┌─ Extrait du texte
Emmanuel Macron a eu bien raison de rappeler à l’ordre ses partisans qui voulaient huer sa rivale Marine Le Pen. « Non, ne sifflez personne », a demandé le président français à la foule rassemblée au pied de la tour Eiffel pour écouter son discours de victoire.

Victoire, oui, sans aucun doute. Avec presque 59 % des voix, le président obtient un score fort honorable qui excède les prédictions des sondages les plus optimistes.

D’ailleurs, cette victoire de Macron dépasse les frontières de la France. C’en est aussi une pour l’Europe, pour l’Ukraine et, par ricochet, pour le Canada.

Malgré tout, on ne peut pas parler d’un triomphe pour le président qui se retrouve devant une France déchirée par les inégalités et une Europe déchirée par la guerre. Emmanuel Macron aura fort à faire pour recoudre les morceaux.

N’empêche, sa réélection est un bon signal pour l’Union européenne (UE), qui a du plomb dans l’aile depuis que le Royaume-Uni a décidé de faire cavalier seul, en 2020, avec son Brexit.

Même si Marine Le Pen ne prônait plus officiellement un retrait de l’UE, son positionnement en faveur de la souveraineté nationale se serait inscrit en porte-à-faux avec le droit européen.
└─
Travail demandé:
1) Traduisez en anglais cette phrase du texte sur la réélection d'Emmanuel Macron : « Emmanuel Macron aura fort à faire pour recoudre les morceaux. »
2) Reproduisez fidèlement le passage du texte sur la réélection d'Emmanuel Macron qui va de « D’ailleurs, cette victoire » jusqu'à « avec son Brexit. » inclus.
La liste provient d'une autre source.
┌─ Informations
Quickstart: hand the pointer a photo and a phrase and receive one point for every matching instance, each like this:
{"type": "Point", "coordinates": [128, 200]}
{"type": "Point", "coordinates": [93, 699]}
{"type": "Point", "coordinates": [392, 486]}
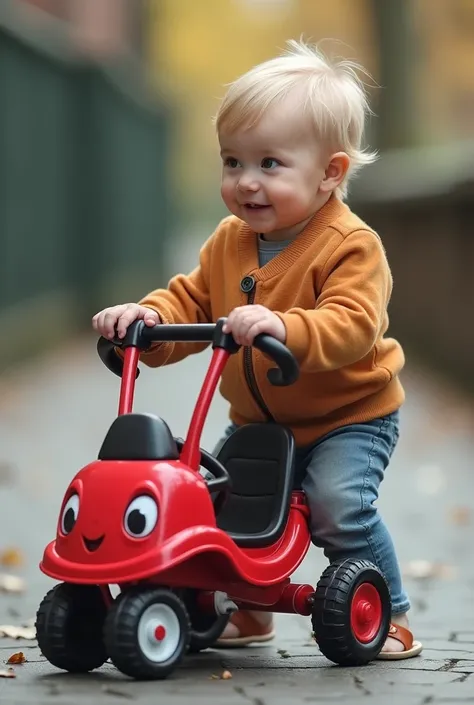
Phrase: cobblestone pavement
{"type": "Point", "coordinates": [53, 416]}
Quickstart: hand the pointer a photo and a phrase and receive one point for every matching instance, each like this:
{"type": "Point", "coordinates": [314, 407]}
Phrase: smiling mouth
{"type": "Point", "coordinates": [92, 544]}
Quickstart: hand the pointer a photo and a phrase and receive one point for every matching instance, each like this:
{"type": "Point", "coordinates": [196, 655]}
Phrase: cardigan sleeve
{"type": "Point", "coordinates": [350, 312]}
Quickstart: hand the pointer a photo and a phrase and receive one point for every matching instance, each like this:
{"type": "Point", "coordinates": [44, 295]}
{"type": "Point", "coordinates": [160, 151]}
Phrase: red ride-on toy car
{"type": "Point", "coordinates": [186, 551]}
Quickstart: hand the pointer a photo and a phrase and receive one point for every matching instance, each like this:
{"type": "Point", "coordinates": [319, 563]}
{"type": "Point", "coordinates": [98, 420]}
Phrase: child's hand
{"type": "Point", "coordinates": [246, 322]}
{"type": "Point", "coordinates": [121, 316]}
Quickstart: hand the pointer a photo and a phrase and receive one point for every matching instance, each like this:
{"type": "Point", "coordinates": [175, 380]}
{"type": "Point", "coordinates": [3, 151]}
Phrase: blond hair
{"type": "Point", "coordinates": [333, 94]}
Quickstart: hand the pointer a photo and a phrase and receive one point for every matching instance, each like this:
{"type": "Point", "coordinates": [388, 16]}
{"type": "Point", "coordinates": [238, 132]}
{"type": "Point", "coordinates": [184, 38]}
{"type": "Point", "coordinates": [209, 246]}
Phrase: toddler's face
{"type": "Point", "coordinates": [272, 172]}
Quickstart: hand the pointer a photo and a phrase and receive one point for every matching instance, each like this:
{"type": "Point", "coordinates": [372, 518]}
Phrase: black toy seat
{"type": "Point", "coordinates": [260, 461]}
{"type": "Point", "coordinates": [139, 437]}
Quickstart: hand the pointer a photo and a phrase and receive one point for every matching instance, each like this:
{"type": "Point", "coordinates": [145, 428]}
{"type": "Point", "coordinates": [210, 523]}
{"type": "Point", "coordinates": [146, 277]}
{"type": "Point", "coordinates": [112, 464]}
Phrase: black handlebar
{"type": "Point", "coordinates": [142, 336]}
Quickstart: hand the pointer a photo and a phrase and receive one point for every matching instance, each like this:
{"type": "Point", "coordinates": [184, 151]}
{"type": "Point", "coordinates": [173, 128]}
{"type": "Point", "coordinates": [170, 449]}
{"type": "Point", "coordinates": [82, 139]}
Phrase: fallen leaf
{"type": "Point", "coordinates": [11, 583]}
{"type": "Point", "coordinates": [17, 658]}
{"type": "Point", "coordinates": [116, 692]}
{"type": "Point", "coordinates": [12, 632]}
{"type": "Point", "coordinates": [460, 516]}
{"type": "Point", "coordinates": [9, 673]}
{"type": "Point", "coordinates": [11, 557]}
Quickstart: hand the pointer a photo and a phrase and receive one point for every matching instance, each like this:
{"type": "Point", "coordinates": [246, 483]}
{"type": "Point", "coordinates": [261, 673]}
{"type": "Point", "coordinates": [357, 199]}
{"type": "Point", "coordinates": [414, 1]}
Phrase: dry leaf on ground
{"type": "Point", "coordinates": [9, 673]}
{"type": "Point", "coordinates": [11, 583]}
{"type": "Point", "coordinates": [11, 632]}
{"type": "Point", "coordinates": [17, 658]}
{"type": "Point", "coordinates": [11, 557]}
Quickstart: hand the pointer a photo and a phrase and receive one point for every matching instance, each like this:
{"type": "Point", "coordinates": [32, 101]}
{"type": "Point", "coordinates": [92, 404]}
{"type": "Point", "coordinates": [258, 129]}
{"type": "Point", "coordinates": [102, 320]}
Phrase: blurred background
{"type": "Point", "coordinates": [109, 183]}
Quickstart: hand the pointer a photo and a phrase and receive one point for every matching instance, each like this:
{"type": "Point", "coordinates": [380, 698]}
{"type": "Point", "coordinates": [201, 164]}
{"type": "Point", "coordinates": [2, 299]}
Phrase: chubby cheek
{"type": "Point", "coordinates": [291, 202]}
{"type": "Point", "coordinates": [228, 193]}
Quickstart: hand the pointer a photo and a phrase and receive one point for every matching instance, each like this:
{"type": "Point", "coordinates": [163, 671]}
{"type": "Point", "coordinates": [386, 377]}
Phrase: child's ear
{"type": "Point", "coordinates": [335, 172]}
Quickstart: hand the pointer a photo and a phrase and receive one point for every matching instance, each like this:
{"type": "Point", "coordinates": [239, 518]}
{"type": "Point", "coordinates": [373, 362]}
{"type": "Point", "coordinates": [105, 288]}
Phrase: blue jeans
{"type": "Point", "coordinates": [341, 474]}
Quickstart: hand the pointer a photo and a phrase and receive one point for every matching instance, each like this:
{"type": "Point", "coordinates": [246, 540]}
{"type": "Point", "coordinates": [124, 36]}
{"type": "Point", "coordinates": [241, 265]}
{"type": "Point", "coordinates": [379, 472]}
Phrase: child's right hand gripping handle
{"type": "Point", "coordinates": [141, 336]}
{"type": "Point", "coordinates": [288, 370]}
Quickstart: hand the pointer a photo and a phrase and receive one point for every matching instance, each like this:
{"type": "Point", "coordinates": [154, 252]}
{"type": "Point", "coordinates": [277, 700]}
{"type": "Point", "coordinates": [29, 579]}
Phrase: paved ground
{"type": "Point", "coordinates": [53, 416]}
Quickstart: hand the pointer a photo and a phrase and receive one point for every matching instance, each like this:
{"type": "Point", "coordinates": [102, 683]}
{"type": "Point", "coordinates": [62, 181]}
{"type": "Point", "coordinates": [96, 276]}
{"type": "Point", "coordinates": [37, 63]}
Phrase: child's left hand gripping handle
{"type": "Point", "coordinates": [107, 349]}
{"type": "Point", "coordinates": [288, 369]}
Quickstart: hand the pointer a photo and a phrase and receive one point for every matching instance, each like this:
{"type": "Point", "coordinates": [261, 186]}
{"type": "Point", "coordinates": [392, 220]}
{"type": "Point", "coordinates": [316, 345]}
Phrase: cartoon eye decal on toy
{"type": "Point", "coordinates": [70, 514]}
{"type": "Point", "coordinates": [141, 516]}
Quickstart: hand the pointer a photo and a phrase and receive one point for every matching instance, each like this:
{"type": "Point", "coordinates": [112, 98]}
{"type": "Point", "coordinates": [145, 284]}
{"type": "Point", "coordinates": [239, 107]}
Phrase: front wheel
{"type": "Point", "coordinates": [147, 633]}
{"type": "Point", "coordinates": [351, 612]}
{"type": "Point", "coordinates": [69, 625]}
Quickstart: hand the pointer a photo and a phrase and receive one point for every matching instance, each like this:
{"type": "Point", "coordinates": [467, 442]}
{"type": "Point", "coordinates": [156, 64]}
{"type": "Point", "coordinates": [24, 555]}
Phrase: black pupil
{"type": "Point", "coordinates": [69, 520]}
{"type": "Point", "coordinates": [136, 522]}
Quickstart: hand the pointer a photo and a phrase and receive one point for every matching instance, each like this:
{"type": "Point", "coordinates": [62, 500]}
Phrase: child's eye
{"type": "Point", "coordinates": [231, 162]}
{"type": "Point", "coordinates": [269, 163]}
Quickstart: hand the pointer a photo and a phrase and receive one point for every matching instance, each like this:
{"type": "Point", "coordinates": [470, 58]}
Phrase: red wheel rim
{"type": "Point", "coordinates": [366, 613]}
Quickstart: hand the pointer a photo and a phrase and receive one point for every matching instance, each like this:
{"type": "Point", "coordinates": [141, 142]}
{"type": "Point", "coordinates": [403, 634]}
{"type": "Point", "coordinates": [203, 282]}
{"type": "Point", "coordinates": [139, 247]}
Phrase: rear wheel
{"type": "Point", "coordinates": [69, 625]}
{"type": "Point", "coordinates": [351, 612]}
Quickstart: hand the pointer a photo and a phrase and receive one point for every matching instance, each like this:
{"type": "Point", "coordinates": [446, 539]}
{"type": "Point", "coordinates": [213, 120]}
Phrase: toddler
{"type": "Point", "coordinates": [295, 262]}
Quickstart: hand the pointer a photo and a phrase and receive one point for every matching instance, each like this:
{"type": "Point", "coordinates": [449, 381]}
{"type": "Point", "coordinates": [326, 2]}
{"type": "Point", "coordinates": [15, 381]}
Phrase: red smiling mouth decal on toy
{"type": "Point", "coordinates": [92, 544]}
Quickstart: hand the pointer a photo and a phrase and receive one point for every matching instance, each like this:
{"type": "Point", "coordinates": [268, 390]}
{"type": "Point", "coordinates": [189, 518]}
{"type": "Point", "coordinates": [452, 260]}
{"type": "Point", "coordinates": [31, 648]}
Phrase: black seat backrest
{"type": "Point", "coordinates": [260, 460]}
{"type": "Point", "coordinates": [139, 437]}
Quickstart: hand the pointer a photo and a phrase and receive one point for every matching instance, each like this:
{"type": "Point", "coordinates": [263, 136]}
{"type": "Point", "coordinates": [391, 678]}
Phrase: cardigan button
{"type": "Point", "coordinates": [247, 284]}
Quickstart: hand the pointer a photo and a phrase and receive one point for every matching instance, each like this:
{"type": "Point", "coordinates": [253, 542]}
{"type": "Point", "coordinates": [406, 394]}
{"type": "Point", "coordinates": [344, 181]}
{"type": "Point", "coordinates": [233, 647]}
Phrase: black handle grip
{"type": "Point", "coordinates": [142, 336]}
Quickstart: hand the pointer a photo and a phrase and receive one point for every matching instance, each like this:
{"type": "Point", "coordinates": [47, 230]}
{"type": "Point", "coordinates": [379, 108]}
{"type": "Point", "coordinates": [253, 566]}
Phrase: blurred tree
{"type": "Point", "coordinates": [395, 100]}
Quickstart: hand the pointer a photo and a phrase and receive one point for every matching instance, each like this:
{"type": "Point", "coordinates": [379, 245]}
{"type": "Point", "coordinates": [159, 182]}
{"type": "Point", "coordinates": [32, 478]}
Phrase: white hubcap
{"type": "Point", "coordinates": [159, 633]}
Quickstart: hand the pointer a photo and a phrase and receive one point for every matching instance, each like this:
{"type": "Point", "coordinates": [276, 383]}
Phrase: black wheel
{"type": "Point", "coordinates": [69, 626]}
{"type": "Point", "coordinates": [205, 628]}
{"type": "Point", "coordinates": [147, 632]}
{"type": "Point", "coordinates": [351, 612]}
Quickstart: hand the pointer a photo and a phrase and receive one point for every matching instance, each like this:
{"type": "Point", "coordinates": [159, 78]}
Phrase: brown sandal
{"type": "Point", "coordinates": [250, 631]}
{"type": "Point", "coordinates": [404, 636]}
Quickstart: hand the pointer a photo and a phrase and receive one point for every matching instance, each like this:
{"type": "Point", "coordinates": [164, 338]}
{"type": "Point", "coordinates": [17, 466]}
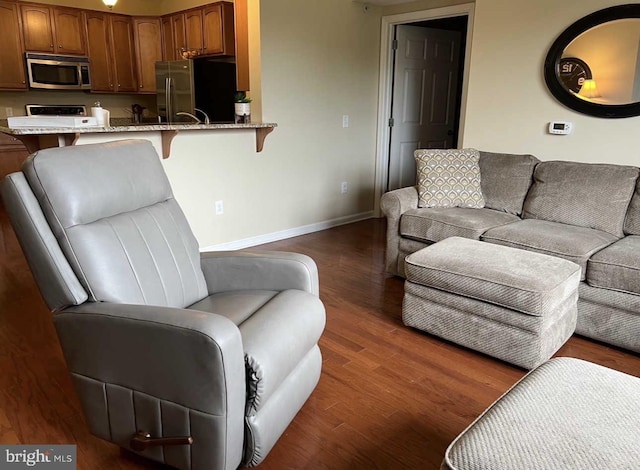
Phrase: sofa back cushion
{"type": "Point", "coordinates": [632, 222]}
{"type": "Point", "coordinates": [587, 195]}
{"type": "Point", "coordinates": [505, 180]}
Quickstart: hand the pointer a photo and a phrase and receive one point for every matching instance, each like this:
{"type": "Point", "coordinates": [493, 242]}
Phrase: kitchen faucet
{"type": "Point", "coordinates": [198, 121]}
{"type": "Point", "coordinates": [206, 116]}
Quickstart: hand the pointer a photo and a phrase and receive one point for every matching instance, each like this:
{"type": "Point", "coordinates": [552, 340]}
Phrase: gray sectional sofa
{"type": "Point", "coordinates": [586, 213]}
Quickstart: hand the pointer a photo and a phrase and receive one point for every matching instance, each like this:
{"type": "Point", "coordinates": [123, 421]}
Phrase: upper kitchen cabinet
{"type": "Point", "coordinates": [12, 73]}
{"type": "Point", "coordinates": [202, 31]}
{"type": "Point", "coordinates": [55, 29]}
{"type": "Point", "coordinates": [193, 32]}
{"type": "Point", "coordinates": [147, 35]}
{"type": "Point", "coordinates": [111, 52]}
{"type": "Point", "coordinates": [173, 36]}
{"type": "Point", "coordinates": [218, 29]}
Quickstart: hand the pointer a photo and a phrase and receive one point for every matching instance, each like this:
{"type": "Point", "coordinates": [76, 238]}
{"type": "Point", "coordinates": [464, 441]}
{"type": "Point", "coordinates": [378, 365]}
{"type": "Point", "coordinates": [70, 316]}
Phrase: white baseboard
{"type": "Point", "coordinates": [289, 233]}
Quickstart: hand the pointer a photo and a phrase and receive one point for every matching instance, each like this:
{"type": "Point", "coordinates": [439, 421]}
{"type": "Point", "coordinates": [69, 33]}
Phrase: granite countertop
{"type": "Point", "coordinates": [125, 125]}
{"type": "Point", "coordinates": [29, 135]}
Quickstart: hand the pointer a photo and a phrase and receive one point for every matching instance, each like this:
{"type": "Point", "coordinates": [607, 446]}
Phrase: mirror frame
{"type": "Point", "coordinates": [554, 55]}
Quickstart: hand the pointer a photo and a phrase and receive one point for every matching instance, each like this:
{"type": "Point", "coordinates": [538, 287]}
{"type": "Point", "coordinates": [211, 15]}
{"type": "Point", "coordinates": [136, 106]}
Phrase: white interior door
{"type": "Point", "coordinates": [424, 97]}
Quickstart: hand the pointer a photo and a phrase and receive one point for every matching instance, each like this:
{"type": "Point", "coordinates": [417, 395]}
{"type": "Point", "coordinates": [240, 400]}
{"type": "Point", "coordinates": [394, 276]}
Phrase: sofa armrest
{"type": "Point", "coordinates": [191, 358]}
{"type": "Point", "coordinates": [262, 270]}
{"type": "Point", "coordinates": [393, 205]}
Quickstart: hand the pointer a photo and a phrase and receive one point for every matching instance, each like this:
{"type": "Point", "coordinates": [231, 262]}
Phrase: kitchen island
{"type": "Point", "coordinates": [36, 138]}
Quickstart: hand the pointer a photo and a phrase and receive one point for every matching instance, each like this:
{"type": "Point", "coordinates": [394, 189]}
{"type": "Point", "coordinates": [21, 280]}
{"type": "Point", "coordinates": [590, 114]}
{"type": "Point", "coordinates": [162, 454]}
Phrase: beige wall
{"type": "Point", "coordinates": [509, 106]}
{"type": "Point", "coordinates": [319, 62]}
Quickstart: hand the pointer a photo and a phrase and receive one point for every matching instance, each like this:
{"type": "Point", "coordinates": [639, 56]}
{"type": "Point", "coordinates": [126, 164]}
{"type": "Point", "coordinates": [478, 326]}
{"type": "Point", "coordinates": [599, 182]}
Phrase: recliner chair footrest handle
{"type": "Point", "coordinates": [142, 440]}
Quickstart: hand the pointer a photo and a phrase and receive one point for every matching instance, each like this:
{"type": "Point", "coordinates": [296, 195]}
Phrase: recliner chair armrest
{"type": "Point", "coordinates": [261, 270]}
{"type": "Point", "coordinates": [187, 357]}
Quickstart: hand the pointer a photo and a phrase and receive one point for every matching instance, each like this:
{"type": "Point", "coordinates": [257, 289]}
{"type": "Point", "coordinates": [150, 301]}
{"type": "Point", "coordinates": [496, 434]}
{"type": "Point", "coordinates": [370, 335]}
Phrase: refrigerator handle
{"type": "Point", "coordinates": [167, 99]}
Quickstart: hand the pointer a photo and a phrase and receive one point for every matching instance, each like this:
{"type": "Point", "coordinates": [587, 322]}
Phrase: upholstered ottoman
{"type": "Point", "coordinates": [515, 305]}
{"type": "Point", "coordinates": [566, 414]}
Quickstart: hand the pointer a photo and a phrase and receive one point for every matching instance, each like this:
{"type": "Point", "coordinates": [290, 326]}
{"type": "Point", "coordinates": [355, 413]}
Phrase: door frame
{"type": "Point", "coordinates": [385, 81]}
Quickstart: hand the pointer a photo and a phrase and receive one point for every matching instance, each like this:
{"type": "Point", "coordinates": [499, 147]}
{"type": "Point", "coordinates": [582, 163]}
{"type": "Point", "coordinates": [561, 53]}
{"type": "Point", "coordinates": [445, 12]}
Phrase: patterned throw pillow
{"type": "Point", "coordinates": [449, 178]}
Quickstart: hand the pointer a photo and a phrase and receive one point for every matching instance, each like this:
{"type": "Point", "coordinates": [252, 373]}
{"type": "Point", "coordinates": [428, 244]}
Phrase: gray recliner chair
{"type": "Point", "coordinates": [197, 360]}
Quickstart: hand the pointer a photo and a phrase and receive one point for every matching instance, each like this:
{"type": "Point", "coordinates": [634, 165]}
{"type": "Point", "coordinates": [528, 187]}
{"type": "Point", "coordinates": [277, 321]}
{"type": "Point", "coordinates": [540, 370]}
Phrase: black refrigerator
{"type": "Point", "coordinates": [186, 86]}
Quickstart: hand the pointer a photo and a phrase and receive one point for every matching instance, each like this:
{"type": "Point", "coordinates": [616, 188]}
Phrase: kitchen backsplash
{"type": "Point", "coordinates": [118, 104]}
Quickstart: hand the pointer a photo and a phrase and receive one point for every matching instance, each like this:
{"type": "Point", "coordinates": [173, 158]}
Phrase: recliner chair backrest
{"type": "Point", "coordinates": [113, 215]}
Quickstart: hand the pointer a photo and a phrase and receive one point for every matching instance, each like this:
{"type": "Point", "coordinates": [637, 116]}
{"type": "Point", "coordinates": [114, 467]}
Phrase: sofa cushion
{"type": "Point", "coordinates": [617, 267]}
{"type": "Point", "coordinates": [587, 195]}
{"type": "Point", "coordinates": [570, 242]}
{"type": "Point", "coordinates": [632, 222]}
{"type": "Point", "coordinates": [505, 180]}
{"type": "Point", "coordinates": [448, 178]}
{"type": "Point", "coordinates": [437, 223]}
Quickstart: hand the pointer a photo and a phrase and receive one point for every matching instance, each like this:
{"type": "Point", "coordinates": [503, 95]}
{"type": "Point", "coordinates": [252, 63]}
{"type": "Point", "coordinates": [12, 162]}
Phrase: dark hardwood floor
{"type": "Point", "coordinates": [389, 397]}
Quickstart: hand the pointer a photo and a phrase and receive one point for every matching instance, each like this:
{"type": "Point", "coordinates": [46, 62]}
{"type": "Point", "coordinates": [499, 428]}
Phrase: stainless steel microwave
{"type": "Point", "coordinates": [55, 72]}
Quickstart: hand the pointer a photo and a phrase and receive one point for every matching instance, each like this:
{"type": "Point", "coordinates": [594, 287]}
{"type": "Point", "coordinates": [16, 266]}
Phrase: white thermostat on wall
{"type": "Point", "coordinates": [559, 127]}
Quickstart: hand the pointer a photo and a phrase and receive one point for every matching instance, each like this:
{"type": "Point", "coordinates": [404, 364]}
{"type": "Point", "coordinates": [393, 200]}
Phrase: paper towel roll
{"type": "Point", "coordinates": [98, 113]}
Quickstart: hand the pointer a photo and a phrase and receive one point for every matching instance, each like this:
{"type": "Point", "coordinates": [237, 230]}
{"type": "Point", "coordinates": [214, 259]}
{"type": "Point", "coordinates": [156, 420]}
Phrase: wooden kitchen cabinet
{"type": "Point", "coordinates": [124, 57]}
{"type": "Point", "coordinates": [204, 31]}
{"type": "Point", "coordinates": [241, 33]}
{"type": "Point", "coordinates": [194, 40]}
{"type": "Point", "coordinates": [111, 52]}
{"type": "Point", "coordinates": [218, 29]}
{"type": "Point", "coordinates": [174, 36]}
{"type": "Point", "coordinates": [148, 43]}
{"type": "Point", "coordinates": [168, 44]}
{"type": "Point", "coordinates": [56, 30]}
{"type": "Point", "coordinates": [12, 73]}
{"type": "Point", "coordinates": [12, 154]}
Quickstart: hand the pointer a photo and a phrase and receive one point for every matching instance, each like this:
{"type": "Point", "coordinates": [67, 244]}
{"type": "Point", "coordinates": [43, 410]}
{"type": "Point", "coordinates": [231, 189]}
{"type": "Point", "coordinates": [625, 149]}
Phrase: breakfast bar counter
{"type": "Point", "coordinates": [36, 138]}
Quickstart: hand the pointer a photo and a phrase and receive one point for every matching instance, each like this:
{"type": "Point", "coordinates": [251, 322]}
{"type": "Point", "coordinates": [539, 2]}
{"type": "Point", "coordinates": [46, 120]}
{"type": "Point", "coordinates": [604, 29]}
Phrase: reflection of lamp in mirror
{"type": "Point", "coordinates": [589, 89]}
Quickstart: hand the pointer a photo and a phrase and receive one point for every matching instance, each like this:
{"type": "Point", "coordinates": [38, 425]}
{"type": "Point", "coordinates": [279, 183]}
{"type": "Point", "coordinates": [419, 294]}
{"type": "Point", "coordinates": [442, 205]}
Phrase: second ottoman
{"type": "Point", "coordinates": [515, 305]}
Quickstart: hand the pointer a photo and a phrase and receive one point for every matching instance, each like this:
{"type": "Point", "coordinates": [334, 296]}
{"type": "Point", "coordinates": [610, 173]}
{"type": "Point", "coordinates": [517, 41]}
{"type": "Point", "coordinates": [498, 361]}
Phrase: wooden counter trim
{"type": "Point", "coordinates": [31, 137]}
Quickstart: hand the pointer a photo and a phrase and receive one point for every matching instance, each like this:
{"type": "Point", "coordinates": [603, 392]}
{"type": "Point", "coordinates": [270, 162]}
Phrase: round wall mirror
{"type": "Point", "coordinates": [594, 65]}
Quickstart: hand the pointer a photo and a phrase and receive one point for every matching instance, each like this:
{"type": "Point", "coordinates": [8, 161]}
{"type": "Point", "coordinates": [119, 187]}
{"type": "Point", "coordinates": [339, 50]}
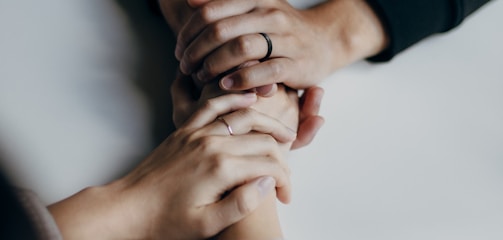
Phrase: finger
{"type": "Point", "coordinates": [275, 70]}
{"type": "Point", "coordinates": [237, 51]}
{"type": "Point", "coordinates": [311, 101]}
{"type": "Point", "coordinates": [267, 90]}
{"type": "Point", "coordinates": [238, 204]}
{"type": "Point", "coordinates": [212, 11]}
{"type": "Point", "coordinates": [182, 98]}
{"type": "Point", "coordinates": [307, 131]}
{"type": "Point", "coordinates": [215, 107]}
{"type": "Point", "coordinates": [251, 167]}
{"type": "Point", "coordinates": [222, 31]}
{"type": "Point", "coordinates": [309, 122]}
{"type": "Point", "coordinates": [247, 120]}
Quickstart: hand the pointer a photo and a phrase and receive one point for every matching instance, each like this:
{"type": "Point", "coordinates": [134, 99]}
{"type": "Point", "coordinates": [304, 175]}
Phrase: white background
{"type": "Point", "coordinates": [411, 149]}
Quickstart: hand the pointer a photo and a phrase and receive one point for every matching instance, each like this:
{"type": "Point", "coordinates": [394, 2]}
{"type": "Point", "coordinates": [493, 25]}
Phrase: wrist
{"type": "Point", "coordinates": [95, 213]}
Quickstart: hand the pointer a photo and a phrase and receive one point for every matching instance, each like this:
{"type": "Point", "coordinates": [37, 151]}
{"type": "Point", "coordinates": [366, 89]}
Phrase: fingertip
{"type": "Point", "coordinates": [265, 185]}
{"type": "Point", "coordinates": [226, 83]}
{"type": "Point", "coordinates": [267, 90]}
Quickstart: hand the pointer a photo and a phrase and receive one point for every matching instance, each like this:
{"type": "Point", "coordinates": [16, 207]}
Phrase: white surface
{"type": "Point", "coordinates": [411, 149]}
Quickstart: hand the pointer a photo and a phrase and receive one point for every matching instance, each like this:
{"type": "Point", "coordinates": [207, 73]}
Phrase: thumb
{"type": "Point", "coordinates": [197, 3]}
{"type": "Point", "coordinates": [240, 203]}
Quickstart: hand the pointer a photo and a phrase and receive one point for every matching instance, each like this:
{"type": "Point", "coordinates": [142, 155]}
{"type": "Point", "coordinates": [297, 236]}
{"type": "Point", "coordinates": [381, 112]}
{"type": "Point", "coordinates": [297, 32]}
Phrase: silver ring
{"type": "Point", "coordinates": [229, 128]}
{"type": "Point", "coordinates": [269, 46]}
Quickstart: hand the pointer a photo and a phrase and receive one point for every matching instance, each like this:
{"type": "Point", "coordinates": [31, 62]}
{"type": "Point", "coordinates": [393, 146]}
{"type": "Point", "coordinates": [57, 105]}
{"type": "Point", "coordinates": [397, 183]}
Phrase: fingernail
{"type": "Point", "coordinates": [202, 75]}
{"type": "Point", "coordinates": [178, 52]}
{"type": "Point", "coordinates": [226, 83]}
{"type": "Point", "coordinates": [250, 95]}
{"type": "Point", "coordinates": [291, 130]}
{"type": "Point", "coordinates": [265, 185]}
{"type": "Point", "coordinates": [183, 67]}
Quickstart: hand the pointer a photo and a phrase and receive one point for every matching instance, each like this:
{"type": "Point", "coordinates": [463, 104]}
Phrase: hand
{"type": "Point", "coordinates": [188, 188]}
{"type": "Point", "coordinates": [185, 94]}
{"type": "Point", "coordinates": [309, 120]}
{"type": "Point", "coordinates": [307, 44]}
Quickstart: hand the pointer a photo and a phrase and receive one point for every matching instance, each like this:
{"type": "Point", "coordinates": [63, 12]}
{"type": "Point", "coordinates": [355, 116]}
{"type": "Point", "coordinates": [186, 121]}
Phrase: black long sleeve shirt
{"type": "Point", "coordinates": [408, 22]}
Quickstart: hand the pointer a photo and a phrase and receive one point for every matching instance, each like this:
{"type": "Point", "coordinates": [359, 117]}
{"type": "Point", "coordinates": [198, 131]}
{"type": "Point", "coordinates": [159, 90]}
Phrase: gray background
{"type": "Point", "coordinates": [411, 149]}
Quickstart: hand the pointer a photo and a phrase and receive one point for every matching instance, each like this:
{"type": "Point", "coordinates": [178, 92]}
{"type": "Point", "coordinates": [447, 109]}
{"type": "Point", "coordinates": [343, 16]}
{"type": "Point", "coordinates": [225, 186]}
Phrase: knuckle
└─
Corrigé des exercices:
1) Emmanuel Macron will have a lot of work to do to stitch the pieces back together.

2)
D’ailleurs, cette victoire de Macron dépasse les frontières de la France. C’en est aussi une pour l’Europe, pour l’Ukraine et, par ricochet, pour le Canada.

Malgré tout, on ne peut pas parler d’un triomphe pour le président qui se retrouve devant une France déchirée par les inégalités et une Europe déchirée par la guerre. Emmanuel Macron aura fort à faire pour recoudre les morceaux.

N’empêche, sa réélection est un bon signal pour l’Union européenne (UE), qui a du plomb dans l’aile depuis que le Royaume-Uni a décidé de faire cavalier seul, en 2020, avec son Brexit.